| WHAT NEEDS TO BE DONE |
Copy everything in the material from the line containing "task | put a marker on each instance of the rear" down to the line containing "x=711, y=193", both ends included. Shift every x and y value listed under a "target" line up by 37, and leave all other lines unchanged.

| RECORDS TO PROCESS |

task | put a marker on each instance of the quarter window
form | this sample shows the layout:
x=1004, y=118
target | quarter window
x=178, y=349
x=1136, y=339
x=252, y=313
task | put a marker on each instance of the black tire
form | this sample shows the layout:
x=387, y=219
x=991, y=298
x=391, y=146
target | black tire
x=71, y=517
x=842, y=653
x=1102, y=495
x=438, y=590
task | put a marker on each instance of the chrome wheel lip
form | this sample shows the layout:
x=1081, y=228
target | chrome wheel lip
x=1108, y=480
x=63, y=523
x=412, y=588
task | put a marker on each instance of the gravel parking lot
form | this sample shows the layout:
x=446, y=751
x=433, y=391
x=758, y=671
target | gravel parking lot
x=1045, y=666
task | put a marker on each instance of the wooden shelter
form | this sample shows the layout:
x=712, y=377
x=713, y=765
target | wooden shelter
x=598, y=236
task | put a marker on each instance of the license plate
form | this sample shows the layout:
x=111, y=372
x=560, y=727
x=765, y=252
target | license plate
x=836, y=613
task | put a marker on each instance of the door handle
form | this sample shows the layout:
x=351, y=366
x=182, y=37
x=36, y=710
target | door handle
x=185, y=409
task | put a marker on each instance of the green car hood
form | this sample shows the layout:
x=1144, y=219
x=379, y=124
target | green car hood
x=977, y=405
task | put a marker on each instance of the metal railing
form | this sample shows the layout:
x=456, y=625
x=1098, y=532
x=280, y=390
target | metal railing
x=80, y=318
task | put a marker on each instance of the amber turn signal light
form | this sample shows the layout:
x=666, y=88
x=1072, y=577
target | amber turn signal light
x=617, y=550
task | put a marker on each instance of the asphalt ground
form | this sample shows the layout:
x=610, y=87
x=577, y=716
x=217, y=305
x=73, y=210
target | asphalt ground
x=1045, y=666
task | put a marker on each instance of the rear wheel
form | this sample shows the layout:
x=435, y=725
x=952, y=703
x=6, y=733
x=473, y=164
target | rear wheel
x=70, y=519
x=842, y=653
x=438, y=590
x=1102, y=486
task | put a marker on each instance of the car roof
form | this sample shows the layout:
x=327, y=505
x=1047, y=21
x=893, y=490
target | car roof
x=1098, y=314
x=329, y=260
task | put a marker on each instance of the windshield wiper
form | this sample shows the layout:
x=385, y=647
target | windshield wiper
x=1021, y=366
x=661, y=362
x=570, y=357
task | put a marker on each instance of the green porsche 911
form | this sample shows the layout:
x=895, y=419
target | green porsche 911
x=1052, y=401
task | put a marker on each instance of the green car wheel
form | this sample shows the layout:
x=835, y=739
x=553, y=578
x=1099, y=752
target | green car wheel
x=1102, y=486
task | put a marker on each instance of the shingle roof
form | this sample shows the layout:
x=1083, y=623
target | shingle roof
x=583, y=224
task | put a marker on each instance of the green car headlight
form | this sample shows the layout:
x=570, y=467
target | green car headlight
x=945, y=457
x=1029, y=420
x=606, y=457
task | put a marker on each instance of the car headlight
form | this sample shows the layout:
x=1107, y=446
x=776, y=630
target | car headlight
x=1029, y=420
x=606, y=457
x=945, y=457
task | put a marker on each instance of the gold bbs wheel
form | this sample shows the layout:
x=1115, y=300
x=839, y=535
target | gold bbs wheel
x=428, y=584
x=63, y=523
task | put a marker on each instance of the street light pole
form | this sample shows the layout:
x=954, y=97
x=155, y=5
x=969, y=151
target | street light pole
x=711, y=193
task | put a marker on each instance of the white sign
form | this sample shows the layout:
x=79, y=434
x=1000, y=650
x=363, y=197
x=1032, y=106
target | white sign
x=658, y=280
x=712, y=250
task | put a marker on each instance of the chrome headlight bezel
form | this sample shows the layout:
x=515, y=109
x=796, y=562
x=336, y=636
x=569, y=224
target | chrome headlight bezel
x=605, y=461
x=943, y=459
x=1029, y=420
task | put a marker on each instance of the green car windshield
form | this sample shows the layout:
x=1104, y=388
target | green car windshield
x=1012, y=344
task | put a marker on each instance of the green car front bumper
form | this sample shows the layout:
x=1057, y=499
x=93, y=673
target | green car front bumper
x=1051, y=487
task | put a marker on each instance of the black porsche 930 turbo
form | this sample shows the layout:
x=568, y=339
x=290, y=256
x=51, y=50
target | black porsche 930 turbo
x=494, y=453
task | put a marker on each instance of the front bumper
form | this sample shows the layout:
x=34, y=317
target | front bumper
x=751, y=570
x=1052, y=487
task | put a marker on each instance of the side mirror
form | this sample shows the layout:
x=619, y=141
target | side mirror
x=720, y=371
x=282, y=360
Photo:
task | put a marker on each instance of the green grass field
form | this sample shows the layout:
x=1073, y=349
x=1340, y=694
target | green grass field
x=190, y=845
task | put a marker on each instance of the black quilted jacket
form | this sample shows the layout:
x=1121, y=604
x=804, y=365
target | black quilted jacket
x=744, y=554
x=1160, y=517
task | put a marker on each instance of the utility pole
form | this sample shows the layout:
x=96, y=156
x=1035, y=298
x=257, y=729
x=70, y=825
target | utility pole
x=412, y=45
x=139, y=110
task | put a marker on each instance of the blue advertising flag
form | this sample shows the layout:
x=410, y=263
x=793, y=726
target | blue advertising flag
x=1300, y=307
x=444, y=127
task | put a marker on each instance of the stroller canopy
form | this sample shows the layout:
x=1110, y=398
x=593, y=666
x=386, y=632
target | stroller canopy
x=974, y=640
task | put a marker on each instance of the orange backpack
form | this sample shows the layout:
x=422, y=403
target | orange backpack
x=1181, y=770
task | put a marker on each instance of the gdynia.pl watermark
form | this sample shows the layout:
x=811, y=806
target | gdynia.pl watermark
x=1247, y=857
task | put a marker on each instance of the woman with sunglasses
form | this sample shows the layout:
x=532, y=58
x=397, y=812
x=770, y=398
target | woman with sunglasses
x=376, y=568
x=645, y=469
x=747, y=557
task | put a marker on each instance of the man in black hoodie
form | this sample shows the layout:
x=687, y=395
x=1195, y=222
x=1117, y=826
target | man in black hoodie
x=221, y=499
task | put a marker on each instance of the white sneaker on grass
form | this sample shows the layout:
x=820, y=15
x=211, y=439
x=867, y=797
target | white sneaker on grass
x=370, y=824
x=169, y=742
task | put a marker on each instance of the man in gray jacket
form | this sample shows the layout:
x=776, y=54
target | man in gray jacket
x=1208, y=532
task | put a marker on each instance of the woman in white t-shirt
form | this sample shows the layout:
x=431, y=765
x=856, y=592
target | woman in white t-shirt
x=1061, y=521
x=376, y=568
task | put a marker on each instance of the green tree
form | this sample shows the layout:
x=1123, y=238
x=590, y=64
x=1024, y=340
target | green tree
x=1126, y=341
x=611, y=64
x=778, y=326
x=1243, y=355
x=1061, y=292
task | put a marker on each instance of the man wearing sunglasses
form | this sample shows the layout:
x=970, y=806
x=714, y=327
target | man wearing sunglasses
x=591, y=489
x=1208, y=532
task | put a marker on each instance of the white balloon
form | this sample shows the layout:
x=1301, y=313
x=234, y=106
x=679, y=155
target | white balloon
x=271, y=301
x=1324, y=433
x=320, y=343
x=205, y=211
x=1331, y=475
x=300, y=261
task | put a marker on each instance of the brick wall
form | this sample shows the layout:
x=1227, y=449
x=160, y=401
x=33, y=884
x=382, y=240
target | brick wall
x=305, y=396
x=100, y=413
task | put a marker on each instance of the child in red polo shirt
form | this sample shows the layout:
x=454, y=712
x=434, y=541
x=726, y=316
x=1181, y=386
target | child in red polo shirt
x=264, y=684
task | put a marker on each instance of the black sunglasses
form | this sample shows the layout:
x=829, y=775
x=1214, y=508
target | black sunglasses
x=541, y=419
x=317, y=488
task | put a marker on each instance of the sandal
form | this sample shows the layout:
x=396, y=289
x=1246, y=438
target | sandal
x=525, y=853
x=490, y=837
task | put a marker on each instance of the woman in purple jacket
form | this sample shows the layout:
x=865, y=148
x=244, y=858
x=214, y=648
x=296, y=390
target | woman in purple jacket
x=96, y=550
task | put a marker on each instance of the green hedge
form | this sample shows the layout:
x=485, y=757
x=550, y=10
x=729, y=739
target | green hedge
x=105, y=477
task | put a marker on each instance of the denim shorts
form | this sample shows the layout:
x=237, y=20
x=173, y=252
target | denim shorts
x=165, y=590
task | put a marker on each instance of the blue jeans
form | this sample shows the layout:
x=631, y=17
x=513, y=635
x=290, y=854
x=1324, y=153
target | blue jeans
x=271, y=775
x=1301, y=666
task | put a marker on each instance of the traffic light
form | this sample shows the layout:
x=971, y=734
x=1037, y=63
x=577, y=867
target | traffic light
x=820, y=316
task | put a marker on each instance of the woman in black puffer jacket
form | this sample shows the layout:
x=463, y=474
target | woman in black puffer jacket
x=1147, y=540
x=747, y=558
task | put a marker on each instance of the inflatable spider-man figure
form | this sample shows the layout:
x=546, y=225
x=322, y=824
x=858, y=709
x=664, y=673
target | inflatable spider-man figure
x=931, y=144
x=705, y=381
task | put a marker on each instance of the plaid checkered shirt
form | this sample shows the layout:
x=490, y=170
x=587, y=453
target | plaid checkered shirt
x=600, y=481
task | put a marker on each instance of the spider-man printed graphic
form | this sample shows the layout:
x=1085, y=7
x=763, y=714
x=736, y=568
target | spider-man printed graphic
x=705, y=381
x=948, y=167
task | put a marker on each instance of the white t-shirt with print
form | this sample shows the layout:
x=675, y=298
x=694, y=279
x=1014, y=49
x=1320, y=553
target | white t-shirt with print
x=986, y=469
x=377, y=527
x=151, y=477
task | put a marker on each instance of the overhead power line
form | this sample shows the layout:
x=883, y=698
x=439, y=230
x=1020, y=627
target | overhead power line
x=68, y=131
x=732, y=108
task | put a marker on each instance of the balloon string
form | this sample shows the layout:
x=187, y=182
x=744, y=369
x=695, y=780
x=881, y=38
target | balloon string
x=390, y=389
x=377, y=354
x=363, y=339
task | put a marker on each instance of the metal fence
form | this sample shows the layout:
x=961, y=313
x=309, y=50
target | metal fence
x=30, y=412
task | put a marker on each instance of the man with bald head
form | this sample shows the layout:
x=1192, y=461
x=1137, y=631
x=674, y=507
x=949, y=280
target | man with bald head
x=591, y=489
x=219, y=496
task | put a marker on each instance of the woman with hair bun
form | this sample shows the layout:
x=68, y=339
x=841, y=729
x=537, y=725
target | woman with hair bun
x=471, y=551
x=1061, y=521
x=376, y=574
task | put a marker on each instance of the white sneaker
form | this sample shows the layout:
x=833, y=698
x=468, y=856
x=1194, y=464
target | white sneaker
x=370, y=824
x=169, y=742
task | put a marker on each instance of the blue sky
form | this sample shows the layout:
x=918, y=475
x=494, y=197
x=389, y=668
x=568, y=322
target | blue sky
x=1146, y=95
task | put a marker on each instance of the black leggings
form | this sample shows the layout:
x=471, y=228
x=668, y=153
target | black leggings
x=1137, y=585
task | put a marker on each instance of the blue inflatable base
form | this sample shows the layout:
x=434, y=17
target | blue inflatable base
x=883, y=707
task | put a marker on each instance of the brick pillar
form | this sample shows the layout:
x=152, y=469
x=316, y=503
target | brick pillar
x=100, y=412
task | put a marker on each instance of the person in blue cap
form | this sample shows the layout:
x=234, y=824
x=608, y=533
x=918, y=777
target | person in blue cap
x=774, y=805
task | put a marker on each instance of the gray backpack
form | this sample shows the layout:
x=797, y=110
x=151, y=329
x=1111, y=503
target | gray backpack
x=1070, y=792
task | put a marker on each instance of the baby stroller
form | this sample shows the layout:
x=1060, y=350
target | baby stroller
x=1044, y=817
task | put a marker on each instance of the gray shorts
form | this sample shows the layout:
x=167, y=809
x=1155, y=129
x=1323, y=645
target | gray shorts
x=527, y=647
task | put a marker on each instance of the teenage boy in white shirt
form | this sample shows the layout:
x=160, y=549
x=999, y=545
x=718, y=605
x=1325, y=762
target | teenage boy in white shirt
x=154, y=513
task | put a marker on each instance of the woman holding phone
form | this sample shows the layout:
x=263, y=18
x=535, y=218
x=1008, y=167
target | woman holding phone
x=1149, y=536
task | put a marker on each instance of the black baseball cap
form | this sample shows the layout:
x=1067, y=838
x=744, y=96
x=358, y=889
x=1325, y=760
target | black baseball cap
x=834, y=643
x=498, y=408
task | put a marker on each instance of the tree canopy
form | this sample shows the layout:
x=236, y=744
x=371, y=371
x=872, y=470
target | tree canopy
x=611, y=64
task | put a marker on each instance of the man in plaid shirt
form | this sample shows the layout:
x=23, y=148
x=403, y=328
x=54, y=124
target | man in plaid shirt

| FINISHED TASK |
task | put a marker on each instance of the rear wheel
form | this sample shows the layout:
x=435, y=725
x=952, y=703
x=6, y=733
x=473, y=164
target | rear wheel
x=107, y=556
x=879, y=690
x=475, y=627
x=1139, y=523
task | put a marker on each instance of the car roof
form | this sample shows the layout:
x=327, y=505
x=1047, y=21
x=893, y=490
target | car roof
x=1135, y=351
x=366, y=297
task | put a marker on each instance of the windshield wiper
form | this sample shows the layout:
x=385, y=647
target | windshield wiper
x=1058, y=403
x=698, y=399
x=607, y=394
task | put a marker on each instance of the green porsche 911
form | this sample shows the layout:
x=895, y=419
target | green porsche 911
x=1089, y=438
task | put a marker on each instance of the green car wheel
form | this sample shows the layout:
x=835, y=739
x=553, y=578
x=1099, y=752
target | green car wheel
x=1139, y=523
task | put a marker on each instance of the shingle roof
form | this sample shows the layout:
x=1083, y=623
target | shingle roof
x=620, y=261
task | put a marker on each instance of the green car headlight
form | this sample shows the layout:
x=570, y=467
target | green car headlight
x=982, y=494
x=1066, y=457
x=643, y=494
task | put a marker on each instance of the car headlight
form | this sample shows the layout:
x=1107, y=446
x=776, y=630
target | car headlight
x=1066, y=457
x=643, y=494
x=982, y=494
task | put a marker on each instance of the gold bbs wheel
form | this sample shows the layout:
x=1115, y=300
x=839, y=535
target | gold bbs wheel
x=465, y=621
x=100, y=560
task | put a marker on each instance of the street light pole
form | this sample shows the layout:
x=954, y=97
x=155, y=5
x=969, y=151
target | street light pole
x=748, y=230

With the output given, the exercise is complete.